_Supplied material_
·····
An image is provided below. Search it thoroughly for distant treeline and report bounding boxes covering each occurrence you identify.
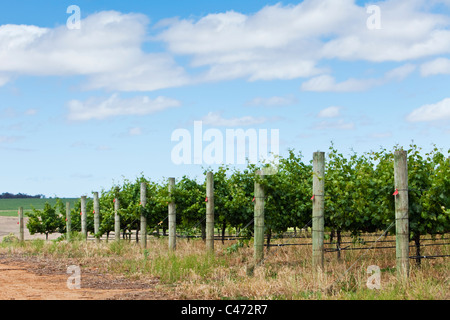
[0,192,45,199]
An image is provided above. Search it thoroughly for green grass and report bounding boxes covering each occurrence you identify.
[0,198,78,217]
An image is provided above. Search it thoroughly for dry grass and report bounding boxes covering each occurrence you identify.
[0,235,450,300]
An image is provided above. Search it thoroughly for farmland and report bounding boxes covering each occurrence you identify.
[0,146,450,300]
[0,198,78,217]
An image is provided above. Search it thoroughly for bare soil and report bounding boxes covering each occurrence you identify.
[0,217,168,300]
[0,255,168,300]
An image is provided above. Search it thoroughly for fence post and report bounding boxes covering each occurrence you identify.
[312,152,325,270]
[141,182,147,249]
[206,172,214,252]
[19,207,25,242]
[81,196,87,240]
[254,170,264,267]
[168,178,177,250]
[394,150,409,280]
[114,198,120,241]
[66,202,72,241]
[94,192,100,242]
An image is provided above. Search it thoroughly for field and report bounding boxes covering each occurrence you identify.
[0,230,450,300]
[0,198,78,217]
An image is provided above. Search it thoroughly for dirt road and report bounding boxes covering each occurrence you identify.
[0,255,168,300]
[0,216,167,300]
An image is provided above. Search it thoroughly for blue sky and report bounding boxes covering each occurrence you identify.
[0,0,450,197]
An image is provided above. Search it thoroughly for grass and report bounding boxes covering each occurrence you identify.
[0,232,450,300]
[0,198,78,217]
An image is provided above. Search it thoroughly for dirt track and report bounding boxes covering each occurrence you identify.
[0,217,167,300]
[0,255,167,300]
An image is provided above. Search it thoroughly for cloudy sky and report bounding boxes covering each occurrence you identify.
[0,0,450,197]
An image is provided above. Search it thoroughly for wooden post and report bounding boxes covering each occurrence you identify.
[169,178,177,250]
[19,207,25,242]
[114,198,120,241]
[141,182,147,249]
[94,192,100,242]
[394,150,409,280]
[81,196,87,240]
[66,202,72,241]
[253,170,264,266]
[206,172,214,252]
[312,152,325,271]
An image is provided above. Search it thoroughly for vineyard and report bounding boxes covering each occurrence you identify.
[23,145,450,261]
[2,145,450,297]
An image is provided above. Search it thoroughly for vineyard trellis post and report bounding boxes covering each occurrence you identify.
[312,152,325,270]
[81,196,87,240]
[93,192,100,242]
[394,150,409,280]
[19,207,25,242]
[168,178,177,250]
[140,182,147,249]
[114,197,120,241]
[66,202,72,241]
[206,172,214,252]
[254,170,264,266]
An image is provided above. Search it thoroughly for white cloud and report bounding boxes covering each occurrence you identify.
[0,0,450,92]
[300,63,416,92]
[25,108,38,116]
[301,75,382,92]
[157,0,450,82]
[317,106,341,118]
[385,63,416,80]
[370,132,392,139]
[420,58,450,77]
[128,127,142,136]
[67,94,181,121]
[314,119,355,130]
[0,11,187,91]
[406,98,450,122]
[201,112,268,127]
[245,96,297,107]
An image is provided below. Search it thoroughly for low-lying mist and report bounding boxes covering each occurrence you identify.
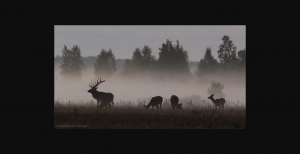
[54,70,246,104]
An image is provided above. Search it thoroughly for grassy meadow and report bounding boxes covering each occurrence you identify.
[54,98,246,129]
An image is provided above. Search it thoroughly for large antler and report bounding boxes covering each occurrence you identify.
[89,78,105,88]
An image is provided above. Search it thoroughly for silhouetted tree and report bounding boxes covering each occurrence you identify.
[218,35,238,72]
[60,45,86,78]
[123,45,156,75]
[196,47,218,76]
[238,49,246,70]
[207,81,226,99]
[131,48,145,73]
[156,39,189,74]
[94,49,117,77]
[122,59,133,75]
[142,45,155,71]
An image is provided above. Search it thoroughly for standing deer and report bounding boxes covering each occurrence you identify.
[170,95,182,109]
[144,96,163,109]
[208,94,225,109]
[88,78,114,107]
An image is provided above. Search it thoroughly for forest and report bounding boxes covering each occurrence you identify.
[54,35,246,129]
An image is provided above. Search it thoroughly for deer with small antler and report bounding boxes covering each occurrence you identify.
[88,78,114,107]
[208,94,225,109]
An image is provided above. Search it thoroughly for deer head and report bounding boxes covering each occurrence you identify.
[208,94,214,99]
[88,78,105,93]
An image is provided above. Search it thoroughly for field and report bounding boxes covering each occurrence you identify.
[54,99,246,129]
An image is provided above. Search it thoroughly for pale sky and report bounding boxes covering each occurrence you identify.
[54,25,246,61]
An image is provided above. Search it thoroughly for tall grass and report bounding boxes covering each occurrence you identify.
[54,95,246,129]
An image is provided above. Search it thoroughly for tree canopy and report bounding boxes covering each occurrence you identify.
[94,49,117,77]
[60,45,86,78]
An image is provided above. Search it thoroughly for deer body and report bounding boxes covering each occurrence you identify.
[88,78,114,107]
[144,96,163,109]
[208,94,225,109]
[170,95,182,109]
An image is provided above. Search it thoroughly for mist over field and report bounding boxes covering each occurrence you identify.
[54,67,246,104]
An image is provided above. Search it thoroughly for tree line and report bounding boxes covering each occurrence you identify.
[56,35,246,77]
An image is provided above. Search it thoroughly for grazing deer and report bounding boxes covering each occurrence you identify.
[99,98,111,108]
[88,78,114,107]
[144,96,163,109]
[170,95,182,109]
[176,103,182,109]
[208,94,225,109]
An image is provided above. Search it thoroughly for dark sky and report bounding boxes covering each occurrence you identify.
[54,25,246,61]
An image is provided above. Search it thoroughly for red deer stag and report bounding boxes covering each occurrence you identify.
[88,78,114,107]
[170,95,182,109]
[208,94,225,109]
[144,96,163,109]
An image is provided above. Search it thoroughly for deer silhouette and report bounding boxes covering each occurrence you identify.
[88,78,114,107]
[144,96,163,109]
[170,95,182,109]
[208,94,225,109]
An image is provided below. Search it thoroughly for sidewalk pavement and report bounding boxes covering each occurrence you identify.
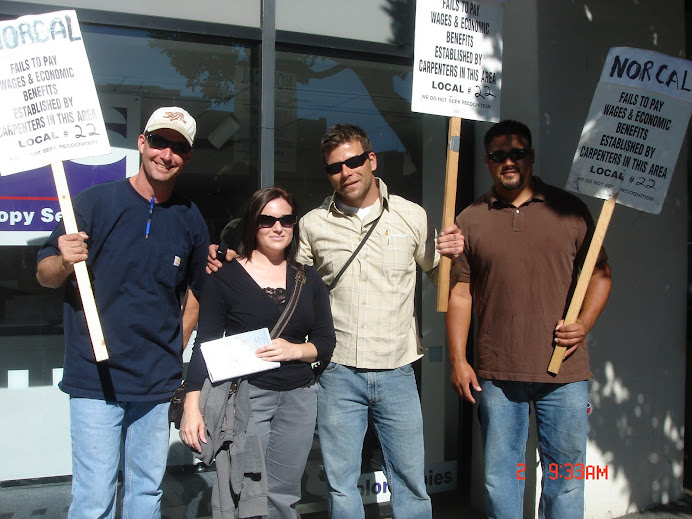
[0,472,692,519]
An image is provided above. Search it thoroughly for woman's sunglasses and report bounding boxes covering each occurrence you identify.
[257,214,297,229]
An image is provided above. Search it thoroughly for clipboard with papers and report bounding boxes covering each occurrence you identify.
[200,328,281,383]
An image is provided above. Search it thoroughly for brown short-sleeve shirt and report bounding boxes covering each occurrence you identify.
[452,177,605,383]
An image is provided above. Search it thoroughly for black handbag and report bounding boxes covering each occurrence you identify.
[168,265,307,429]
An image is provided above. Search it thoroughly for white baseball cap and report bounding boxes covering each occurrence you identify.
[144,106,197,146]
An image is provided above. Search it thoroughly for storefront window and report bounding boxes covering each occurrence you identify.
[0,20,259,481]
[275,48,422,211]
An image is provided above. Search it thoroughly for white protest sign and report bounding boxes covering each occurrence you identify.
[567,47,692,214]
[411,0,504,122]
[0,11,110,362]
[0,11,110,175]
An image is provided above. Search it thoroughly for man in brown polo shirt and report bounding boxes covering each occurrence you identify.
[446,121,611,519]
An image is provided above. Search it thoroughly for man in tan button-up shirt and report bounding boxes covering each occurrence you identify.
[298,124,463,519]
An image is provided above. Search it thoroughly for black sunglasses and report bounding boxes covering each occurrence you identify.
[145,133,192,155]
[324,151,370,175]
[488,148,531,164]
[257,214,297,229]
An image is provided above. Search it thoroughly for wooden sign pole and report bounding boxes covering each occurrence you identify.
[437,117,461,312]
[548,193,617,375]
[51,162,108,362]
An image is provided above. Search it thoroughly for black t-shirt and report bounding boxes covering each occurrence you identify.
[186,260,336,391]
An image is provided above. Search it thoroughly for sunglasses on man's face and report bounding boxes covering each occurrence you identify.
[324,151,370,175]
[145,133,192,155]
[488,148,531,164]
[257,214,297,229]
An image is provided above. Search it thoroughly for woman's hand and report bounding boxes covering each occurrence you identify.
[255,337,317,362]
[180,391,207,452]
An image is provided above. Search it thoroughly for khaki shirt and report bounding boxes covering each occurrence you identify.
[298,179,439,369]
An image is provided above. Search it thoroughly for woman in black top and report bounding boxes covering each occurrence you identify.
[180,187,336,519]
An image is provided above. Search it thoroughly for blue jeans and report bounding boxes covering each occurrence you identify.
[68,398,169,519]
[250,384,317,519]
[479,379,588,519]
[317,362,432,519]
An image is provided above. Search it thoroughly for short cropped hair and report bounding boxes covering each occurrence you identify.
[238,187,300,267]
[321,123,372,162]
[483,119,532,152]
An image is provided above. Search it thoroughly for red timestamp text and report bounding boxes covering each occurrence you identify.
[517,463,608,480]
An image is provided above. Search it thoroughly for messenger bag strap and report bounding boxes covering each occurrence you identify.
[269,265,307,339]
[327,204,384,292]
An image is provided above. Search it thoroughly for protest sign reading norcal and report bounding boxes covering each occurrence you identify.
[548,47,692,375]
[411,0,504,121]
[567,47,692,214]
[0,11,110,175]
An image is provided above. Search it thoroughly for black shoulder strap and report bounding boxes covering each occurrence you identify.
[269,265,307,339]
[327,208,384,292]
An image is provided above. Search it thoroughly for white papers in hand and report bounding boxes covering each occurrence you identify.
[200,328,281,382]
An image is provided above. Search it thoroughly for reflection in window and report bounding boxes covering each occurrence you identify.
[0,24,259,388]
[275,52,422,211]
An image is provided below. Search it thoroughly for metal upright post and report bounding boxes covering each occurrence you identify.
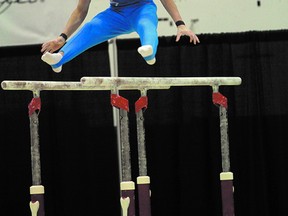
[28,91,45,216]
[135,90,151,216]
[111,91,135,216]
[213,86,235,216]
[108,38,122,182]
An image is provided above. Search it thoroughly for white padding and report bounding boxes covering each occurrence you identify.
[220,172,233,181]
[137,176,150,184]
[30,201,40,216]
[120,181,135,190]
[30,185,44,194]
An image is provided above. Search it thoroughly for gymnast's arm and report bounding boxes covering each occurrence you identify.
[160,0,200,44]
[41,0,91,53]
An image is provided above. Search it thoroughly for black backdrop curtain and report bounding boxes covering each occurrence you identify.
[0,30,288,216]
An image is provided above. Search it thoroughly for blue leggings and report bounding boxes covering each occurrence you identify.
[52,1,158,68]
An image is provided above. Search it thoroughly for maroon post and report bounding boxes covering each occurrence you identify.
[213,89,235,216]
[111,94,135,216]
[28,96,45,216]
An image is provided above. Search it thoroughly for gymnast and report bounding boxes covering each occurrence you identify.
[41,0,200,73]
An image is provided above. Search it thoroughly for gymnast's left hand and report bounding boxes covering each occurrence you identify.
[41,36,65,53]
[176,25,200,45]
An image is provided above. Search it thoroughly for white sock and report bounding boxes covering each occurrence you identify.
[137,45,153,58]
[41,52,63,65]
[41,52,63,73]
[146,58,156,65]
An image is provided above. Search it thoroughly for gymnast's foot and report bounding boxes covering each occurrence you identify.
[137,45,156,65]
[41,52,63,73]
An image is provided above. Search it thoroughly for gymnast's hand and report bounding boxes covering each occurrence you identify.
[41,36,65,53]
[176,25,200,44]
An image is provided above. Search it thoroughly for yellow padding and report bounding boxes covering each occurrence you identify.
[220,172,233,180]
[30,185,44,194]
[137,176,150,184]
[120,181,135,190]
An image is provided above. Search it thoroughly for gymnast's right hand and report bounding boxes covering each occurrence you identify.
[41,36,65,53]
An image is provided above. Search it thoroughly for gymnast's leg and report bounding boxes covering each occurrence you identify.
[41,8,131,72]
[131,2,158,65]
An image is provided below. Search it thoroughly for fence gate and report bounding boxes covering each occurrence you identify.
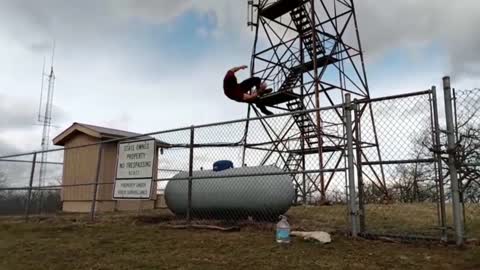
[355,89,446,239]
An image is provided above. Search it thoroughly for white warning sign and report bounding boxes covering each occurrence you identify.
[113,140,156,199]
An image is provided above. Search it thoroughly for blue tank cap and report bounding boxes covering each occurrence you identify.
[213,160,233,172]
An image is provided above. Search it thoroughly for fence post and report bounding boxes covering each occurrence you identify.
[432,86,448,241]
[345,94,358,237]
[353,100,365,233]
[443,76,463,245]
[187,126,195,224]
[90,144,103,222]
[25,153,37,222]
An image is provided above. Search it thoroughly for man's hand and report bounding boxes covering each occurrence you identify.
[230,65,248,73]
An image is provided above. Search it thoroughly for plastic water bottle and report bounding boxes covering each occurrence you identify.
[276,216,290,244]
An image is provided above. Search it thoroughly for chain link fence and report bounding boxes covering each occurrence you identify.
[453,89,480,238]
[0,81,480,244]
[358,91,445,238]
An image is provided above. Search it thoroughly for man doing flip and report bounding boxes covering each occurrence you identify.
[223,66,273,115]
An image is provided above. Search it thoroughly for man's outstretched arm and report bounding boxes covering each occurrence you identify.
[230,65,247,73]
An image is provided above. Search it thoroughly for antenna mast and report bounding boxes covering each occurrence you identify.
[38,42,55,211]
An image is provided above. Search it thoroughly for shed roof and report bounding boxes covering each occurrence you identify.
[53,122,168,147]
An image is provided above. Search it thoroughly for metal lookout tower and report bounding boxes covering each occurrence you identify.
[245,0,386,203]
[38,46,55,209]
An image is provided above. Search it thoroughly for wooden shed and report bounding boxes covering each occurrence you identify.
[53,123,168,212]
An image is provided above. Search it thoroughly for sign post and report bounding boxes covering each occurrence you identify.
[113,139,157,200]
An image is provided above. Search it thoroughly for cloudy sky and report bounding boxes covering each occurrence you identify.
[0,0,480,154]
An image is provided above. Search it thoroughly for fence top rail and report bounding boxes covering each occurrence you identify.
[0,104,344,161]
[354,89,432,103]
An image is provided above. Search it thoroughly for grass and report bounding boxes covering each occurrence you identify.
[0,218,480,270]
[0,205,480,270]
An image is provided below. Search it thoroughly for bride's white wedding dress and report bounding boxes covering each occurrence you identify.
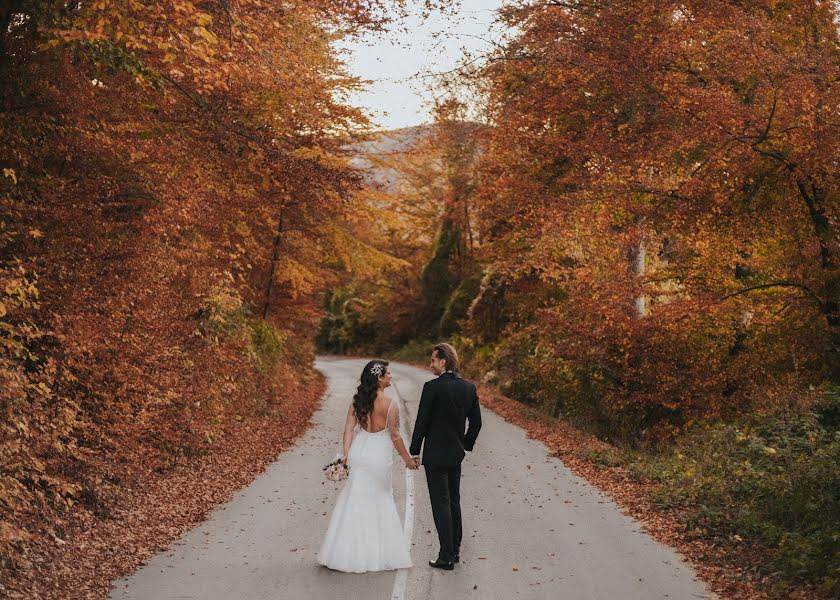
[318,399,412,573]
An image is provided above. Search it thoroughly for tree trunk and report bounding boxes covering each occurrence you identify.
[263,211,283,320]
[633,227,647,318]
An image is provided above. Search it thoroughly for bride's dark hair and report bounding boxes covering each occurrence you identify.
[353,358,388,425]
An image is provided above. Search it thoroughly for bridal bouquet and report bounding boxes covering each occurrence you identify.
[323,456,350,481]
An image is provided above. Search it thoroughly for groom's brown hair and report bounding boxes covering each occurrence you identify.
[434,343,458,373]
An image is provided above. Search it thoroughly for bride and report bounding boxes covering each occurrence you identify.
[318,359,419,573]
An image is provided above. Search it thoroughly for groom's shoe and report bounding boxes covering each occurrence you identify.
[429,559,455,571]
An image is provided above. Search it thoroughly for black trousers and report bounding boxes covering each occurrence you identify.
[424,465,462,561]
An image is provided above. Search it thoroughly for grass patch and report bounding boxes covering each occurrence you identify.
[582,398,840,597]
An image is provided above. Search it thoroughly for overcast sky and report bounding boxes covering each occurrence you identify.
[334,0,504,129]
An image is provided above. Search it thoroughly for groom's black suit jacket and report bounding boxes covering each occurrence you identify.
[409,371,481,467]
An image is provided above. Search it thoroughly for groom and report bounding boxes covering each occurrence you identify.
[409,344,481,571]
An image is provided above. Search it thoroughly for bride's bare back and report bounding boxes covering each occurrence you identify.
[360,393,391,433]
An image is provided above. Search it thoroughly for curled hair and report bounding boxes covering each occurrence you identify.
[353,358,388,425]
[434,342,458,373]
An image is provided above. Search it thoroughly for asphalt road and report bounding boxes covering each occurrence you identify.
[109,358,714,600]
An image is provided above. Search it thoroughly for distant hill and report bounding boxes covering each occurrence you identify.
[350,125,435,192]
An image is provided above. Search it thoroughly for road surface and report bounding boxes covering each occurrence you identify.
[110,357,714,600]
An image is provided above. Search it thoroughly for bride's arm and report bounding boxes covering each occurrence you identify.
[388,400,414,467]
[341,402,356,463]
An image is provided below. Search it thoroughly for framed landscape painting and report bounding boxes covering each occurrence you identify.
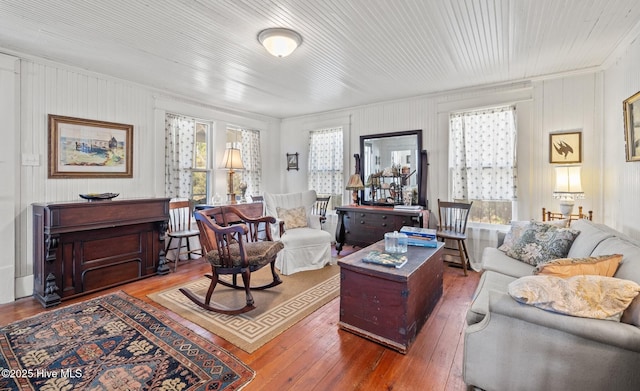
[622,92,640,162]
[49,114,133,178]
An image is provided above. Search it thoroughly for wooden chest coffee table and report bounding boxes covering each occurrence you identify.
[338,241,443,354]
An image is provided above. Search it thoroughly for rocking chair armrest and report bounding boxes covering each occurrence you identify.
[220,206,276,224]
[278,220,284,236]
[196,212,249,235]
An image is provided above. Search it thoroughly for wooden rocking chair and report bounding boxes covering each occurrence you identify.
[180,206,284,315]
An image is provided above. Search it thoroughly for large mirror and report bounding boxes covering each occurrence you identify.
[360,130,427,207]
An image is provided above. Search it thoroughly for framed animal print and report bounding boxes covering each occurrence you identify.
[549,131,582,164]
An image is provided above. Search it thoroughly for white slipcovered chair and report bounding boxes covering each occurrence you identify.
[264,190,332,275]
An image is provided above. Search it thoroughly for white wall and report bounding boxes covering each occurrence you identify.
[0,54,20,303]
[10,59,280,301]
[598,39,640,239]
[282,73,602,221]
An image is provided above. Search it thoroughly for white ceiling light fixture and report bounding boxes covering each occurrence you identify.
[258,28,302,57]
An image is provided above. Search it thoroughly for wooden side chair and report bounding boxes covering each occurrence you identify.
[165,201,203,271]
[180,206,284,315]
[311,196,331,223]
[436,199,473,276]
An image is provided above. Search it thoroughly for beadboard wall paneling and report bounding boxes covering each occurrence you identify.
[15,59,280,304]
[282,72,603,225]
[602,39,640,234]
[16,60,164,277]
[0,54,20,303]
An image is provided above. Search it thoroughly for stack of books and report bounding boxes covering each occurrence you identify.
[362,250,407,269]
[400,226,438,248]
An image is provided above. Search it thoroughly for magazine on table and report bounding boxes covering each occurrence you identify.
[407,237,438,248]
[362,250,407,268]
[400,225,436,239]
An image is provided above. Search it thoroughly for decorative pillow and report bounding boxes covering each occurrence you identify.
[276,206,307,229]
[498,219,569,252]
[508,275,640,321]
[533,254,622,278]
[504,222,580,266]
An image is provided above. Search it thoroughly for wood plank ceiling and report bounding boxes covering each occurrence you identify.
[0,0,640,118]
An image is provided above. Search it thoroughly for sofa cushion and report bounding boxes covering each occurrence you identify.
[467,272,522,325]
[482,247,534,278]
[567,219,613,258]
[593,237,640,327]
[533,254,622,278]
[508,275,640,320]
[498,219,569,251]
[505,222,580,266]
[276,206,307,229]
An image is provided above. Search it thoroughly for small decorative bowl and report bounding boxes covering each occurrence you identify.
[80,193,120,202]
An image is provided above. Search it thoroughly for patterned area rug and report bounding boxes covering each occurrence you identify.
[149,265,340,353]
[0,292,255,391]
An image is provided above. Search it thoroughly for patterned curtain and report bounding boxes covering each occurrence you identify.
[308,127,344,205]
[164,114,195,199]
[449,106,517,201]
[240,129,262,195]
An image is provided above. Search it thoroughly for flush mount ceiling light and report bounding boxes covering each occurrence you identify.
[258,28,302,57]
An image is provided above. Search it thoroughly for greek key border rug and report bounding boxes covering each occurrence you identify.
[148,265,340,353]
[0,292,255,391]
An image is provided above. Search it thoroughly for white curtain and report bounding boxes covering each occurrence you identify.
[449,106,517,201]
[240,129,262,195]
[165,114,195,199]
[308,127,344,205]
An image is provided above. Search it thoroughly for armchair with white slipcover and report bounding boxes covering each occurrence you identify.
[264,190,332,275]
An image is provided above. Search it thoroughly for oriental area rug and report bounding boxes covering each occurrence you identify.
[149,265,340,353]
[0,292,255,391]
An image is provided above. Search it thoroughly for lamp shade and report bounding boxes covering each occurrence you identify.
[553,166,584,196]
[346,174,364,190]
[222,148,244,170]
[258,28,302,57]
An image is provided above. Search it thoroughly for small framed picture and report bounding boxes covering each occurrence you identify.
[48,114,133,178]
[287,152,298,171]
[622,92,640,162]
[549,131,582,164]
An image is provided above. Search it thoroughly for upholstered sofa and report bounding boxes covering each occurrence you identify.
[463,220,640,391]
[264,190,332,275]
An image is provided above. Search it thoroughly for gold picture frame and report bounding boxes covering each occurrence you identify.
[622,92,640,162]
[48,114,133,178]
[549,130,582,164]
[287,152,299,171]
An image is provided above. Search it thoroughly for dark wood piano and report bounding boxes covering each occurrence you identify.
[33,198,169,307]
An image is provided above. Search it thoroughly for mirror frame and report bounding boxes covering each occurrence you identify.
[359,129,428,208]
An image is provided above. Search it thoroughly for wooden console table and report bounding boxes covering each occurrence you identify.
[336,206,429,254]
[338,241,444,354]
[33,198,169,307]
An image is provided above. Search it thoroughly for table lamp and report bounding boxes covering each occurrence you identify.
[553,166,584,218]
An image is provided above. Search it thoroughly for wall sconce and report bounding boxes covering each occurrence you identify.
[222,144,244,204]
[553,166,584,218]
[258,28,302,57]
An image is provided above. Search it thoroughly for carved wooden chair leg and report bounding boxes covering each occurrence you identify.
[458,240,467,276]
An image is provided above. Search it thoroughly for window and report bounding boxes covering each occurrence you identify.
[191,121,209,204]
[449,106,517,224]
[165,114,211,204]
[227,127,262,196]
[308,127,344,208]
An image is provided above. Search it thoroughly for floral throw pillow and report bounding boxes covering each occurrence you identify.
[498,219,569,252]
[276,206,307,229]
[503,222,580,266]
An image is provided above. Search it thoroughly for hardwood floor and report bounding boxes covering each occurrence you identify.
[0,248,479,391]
·····
_What the exercise asks_
In the listing above, revise everything from the line containing "for deer silhouette" down to the line containing "[200,328,281,383]" by replacing "clipboard with papers" with "clipboard holding papers" and leaving all other wording unchanged. Leave out the pictures.

_Response_
An image is provided above. Search it thoroughly for deer silhouette and report bounding boxes covering each occurrence you identify.
[88,78,114,107]
[144,96,163,109]
[170,95,182,109]
[208,94,225,109]
An image is provided below. Search it thoroughly for sidewalk pavement and report bounding boxes covering each occurrence you identify.
[0,472,692,519]
An image is provided above. Search it thoroughly for woman's sunglasses and report bounding boxes covering each occurrence you identify.
[257,214,297,229]
An image is provided above. Search it thoroughly for clipboard holding papers and report bounding boxes covering each occurrence you identify.
[200,328,281,383]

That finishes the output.